Contour labeling items:

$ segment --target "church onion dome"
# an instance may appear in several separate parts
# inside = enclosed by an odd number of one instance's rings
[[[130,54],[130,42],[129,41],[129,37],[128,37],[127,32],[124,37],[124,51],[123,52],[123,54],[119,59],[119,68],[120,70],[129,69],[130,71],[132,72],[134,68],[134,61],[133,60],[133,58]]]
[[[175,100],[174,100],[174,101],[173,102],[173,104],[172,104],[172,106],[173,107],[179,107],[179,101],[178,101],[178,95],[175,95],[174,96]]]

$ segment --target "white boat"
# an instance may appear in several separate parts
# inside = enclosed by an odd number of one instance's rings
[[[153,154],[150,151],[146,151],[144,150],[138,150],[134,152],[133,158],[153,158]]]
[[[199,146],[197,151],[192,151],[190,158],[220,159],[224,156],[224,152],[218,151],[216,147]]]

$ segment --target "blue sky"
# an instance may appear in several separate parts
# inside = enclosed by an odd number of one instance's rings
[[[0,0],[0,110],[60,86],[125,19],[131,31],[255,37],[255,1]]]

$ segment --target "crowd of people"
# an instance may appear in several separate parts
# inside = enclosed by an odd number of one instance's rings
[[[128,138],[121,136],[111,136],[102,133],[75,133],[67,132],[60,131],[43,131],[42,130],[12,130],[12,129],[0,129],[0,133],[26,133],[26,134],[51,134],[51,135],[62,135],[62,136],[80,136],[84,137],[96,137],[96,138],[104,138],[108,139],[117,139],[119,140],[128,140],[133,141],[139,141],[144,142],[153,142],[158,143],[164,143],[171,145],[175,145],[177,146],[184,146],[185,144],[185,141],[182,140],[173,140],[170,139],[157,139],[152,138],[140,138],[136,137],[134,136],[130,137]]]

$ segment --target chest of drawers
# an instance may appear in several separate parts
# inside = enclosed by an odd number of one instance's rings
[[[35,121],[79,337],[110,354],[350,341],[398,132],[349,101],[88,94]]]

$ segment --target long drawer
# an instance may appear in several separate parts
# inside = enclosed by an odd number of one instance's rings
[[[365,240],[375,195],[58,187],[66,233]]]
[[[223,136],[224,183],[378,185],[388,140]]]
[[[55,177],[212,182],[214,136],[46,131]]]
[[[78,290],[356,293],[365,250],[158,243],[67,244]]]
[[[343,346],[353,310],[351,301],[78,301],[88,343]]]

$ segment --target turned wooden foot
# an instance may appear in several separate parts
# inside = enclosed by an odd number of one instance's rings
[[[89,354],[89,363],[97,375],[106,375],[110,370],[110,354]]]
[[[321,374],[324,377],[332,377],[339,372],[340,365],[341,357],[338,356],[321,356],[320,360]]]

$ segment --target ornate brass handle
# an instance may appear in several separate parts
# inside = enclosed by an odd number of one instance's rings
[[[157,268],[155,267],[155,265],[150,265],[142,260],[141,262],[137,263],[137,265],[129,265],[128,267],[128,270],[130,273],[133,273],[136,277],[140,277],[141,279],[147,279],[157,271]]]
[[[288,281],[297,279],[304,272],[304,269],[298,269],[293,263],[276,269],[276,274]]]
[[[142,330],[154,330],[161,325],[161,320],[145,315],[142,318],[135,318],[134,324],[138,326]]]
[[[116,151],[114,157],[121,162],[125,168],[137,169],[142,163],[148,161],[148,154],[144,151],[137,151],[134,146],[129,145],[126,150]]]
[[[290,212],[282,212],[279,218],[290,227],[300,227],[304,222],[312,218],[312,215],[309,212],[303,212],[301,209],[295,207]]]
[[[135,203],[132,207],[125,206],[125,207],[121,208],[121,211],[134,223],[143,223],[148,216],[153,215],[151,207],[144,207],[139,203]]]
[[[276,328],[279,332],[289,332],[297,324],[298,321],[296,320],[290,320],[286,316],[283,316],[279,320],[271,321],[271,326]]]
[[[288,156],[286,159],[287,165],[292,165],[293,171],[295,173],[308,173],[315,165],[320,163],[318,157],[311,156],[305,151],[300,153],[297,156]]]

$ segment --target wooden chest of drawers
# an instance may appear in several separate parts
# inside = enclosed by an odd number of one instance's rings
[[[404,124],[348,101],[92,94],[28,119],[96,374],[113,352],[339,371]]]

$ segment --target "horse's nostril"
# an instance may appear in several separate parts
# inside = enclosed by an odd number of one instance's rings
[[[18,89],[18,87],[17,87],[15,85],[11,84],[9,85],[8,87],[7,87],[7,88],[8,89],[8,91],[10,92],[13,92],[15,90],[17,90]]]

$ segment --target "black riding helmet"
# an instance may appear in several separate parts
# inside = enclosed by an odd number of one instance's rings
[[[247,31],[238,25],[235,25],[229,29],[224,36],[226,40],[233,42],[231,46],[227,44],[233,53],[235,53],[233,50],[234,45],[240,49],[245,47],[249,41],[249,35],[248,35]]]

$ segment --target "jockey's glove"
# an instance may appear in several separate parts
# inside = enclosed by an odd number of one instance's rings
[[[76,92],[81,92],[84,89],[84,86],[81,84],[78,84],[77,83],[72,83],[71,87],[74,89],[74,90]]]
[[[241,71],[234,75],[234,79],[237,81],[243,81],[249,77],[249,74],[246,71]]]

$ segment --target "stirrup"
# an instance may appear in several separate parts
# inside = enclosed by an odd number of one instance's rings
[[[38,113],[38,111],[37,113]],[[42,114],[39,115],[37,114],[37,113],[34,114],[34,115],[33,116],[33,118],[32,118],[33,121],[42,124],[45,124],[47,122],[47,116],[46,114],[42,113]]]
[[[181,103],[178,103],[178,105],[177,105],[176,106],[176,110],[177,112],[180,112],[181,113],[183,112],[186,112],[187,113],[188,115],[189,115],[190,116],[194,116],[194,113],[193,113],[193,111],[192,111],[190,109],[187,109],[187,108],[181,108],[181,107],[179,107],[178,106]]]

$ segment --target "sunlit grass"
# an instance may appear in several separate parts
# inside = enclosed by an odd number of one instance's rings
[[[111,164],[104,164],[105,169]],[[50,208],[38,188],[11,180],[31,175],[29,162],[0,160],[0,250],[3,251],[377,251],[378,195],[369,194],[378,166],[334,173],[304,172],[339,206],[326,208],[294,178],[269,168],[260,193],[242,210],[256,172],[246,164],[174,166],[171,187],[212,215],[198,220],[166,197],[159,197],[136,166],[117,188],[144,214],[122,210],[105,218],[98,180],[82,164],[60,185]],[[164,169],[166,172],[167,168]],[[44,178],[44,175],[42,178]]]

SHORT PROBLEM:
Gather every line that contains the string "drawers", treating uppercase and lowercase as distinct, and copy each one in full.

CORRECT RESULT:
$ segment --target chest of drawers
$ segment --target wooden chest of drawers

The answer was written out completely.